(RECORDS Opens)

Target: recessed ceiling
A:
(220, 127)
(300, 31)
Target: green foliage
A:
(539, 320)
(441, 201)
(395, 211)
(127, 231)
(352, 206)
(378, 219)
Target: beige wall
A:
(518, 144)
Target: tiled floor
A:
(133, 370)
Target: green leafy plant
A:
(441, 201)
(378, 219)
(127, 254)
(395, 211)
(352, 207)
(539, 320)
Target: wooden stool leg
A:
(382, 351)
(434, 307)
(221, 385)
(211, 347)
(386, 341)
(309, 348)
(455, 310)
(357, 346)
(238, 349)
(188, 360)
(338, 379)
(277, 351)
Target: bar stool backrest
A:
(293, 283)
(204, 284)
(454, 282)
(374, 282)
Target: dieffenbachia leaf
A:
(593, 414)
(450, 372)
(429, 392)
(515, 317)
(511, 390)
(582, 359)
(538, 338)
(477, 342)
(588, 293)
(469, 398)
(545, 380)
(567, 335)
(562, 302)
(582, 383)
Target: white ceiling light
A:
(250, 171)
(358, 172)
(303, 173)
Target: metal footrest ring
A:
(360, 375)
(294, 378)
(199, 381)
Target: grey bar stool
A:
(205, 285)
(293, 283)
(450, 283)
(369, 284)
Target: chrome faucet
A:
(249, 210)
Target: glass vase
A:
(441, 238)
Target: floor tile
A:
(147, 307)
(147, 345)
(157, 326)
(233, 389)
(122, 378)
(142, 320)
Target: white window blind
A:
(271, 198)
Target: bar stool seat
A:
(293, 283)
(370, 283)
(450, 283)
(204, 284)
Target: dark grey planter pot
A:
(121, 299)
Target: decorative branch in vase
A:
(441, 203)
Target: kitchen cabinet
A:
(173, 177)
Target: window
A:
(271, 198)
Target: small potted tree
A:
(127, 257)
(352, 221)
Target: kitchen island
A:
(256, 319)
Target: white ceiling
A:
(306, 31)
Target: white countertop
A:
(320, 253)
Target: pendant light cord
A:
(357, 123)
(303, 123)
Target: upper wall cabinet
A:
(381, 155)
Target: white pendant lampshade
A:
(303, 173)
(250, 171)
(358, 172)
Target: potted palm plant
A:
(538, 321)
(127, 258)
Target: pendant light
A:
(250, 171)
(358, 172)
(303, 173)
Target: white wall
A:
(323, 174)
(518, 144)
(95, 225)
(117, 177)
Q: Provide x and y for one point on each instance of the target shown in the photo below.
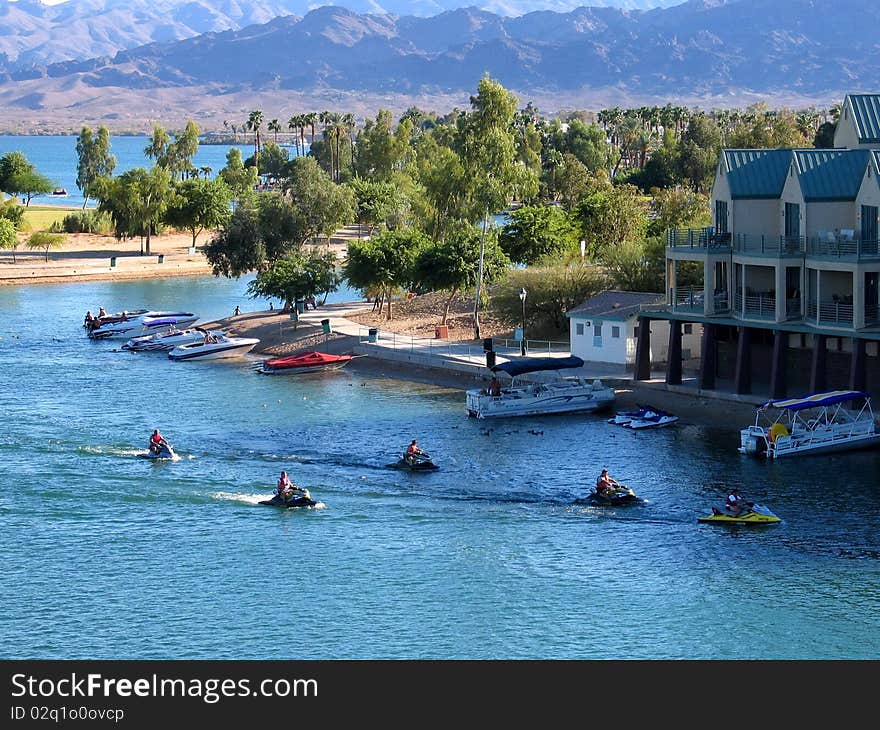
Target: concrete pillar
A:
(743, 376)
(817, 371)
(858, 301)
(673, 365)
(707, 358)
(857, 380)
(643, 350)
(708, 286)
(777, 373)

(RECORDS Closes)

■ TO DO ■
Apart from the pictures, every record must be set down exactly.

■ ANSWER SPACE ■
Target: recessed ceiling
A:
(220, 127)
(300, 31)
Target: green foliage
A:
(539, 320)
(441, 201)
(395, 211)
(127, 231)
(352, 206)
(378, 219)
Target: beige wall
A:
(518, 144)
Target: tiled floor
A:
(133, 370)
Target: green leafy plant
A:
(441, 201)
(378, 219)
(127, 254)
(395, 211)
(352, 207)
(539, 320)
Target: wooden stool leg
A:
(382, 351)
(434, 307)
(221, 385)
(211, 347)
(386, 341)
(309, 348)
(455, 310)
(357, 346)
(238, 349)
(188, 360)
(338, 379)
(277, 351)
Target: bar stool backrest
A:
(293, 283)
(204, 284)
(454, 282)
(374, 282)
Target: dieffenbachia leaf
A:
(593, 414)
(450, 372)
(429, 392)
(515, 317)
(511, 390)
(582, 359)
(538, 338)
(477, 342)
(588, 293)
(469, 398)
(545, 380)
(567, 335)
(562, 302)
(582, 383)
Target: white ceiling light
A:
(250, 171)
(358, 172)
(303, 173)
Target: metal footrest ring
A:
(360, 375)
(294, 378)
(199, 381)
Target: grey bar stool
A:
(205, 285)
(293, 283)
(450, 283)
(369, 284)
Target: chrome faucet
A:
(249, 210)
Target: glass vase
A:
(441, 238)
Target: floor tile
A:
(147, 307)
(147, 345)
(157, 326)
(233, 389)
(122, 378)
(142, 320)
Target: white window blind
A:
(271, 198)
Target: bar stool seat
A:
(293, 283)
(370, 283)
(450, 283)
(204, 284)
Target: dark grey planter pot
A:
(121, 299)
Target: decorative branch in vase
A:
(441, 203)
Target: kitchen cabinet
A:
(173, 177)
Target: window
A:
(271, 198)
Target: small potted tree
A:
(127, 257)
(352, 221)
Target: kitchen island
A:
(256, 319)
Target: white ceiling
A:
(306, 31)
Target: white countertop
A:
(320, 253)
Target: pendant light cord
A:
(357, 123)
(303, 123)
Target: upper wall cabinet
A:
(381, 155)
Target: white pendant lampshade
A:
(303, 173)
(250, 171)
(358, 172)
Target: potted palm plant
A:
(538, 321)
(127, 258)
Target: pendant light
A:
(250, 171)
(358, 172)
(303, 173)
Target: white wall
A:
(323, 174)
(518, 144)
(95, 225)
(117, 177)
Q: Provide x and y for one point on each instance of the target shown in the photo below.
Target: concrete pillar
A:
(743, 376)
(817, 371)
(858, 301)
(673, 365)
(707, 358)
(857, 380)
(643, 350)
(708, 286)
(777, 373)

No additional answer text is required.